**Problem details**
Write out the records that follow with every word intact.
◇ ◇ ◇ ◇ ◇ ◇ ◇
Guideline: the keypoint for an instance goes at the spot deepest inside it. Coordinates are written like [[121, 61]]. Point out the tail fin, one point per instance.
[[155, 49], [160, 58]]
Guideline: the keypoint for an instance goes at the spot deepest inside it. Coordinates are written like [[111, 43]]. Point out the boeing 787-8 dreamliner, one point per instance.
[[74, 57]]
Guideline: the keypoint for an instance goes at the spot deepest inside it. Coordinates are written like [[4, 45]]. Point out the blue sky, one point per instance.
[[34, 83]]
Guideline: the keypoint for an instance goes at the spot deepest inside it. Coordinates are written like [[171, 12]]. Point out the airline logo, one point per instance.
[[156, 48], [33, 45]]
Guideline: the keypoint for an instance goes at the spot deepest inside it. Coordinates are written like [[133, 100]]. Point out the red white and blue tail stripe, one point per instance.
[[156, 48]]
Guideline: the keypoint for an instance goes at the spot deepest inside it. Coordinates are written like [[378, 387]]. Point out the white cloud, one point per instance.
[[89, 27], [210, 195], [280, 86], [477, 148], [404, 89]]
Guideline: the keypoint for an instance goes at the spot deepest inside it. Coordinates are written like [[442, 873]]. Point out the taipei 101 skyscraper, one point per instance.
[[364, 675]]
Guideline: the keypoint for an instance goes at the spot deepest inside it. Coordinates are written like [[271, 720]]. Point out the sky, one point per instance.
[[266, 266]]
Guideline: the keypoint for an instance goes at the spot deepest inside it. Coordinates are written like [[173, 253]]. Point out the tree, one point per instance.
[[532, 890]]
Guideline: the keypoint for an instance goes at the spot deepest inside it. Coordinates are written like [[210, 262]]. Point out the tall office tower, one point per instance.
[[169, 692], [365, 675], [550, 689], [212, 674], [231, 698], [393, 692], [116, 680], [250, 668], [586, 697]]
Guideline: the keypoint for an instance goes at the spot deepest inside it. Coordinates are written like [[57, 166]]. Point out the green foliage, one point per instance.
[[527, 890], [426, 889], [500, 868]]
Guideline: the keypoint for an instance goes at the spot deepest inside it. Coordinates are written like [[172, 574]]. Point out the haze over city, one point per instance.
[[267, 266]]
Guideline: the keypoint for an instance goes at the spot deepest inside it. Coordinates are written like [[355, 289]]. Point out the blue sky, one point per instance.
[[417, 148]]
◇ ◇ ◇ ◇ ◇ ◇ ◇
**Result**
Guideline: the keypoint for an instance goes at the spot deepest inside it. Coordinates are written like [[121, 61]]. Point out the tail fin, one point per instance.
[[155, 49], [160, 58]]
Guideline: the keypoint for an instance goes at the spot deepest inside it. Coordinates are written like [[111, 43]]. Point out the boeing 787-8 dreamliner, one point per instance.
[[74, 57]]
Guideline: the keypoint for an instance goes at the spot deepest inside it. Coordinates are written like [[4, 45]]. Point out the blue sky, one point per instance.
[[34, 83]]
Guideline: the keypoint for an instance goes at the spot deepest inside it. Coordinates are written like [[171, 12]]. Point out the airline logo, one point per instance.
[[156, 48], [33, 45]]
Guideline: the keypoint for an instance goes at the spot deepest inside it. Coordinates are written like [[133, 100]]. Point out the red white and blue tail stripe, one point per instance.
[[156, 48]]
Guideline: the keypoint for an instance goes at the spot deepest inside it. Coordinates are written like [[378, 387]]. Point out the white cloud, one point per instance.
[[89, 27], [210, 195], [280, 86], [477, 148], [404, 89]]
Guideline: the keypoint for an instance goes at the spot deepest inside it. Coordinates are written like [[442, 873]]. Point out the taipei 101 skyscraper, one point per instance.
[[364, 675]]
Guideline: the keypoint for an instance goes at the spot deepest inside it. Coordinates are written like [[271, 720]]. Point out the sky, one point per instance.
[[266, 266]]
Guideline: the keypoint for an instance goes at the spot deepest inside it. Coordinates are written like [[173, 253]]. Point out the tree, one point per instance.
[[532, 890]]
Guideline: the keypoint for an instance goes at the spot deepest inside it. Coordinates are written like [[210, 262]]. Point out the tall office tower, one point per instance.
[[169, 692], [365, 675], [550, 689], [212, 674], [231, 698], [393, 692], [116, 680], [250, 668], [586, 697]]
Guideline: the keypoint for an instance goes at the spot deepest inside it. Coordinates are written like [[57, 166]]. Point out the green foliage, one point per instance.
[[527, 890], [426, 889], [500, 868]]
Guideline: the keypoint for an instance goes at the spot deepest inside it. Coordinates are written like [[172, 574]]. Point out the haze over city, one point per instance.
[[267, 266]]
Guideline: the keypoint for an instance goes at the spot deepest inside it. Coordinates are written like [[355, 289]]. Point out the blue sky, one point per instance.
[[417, 148]]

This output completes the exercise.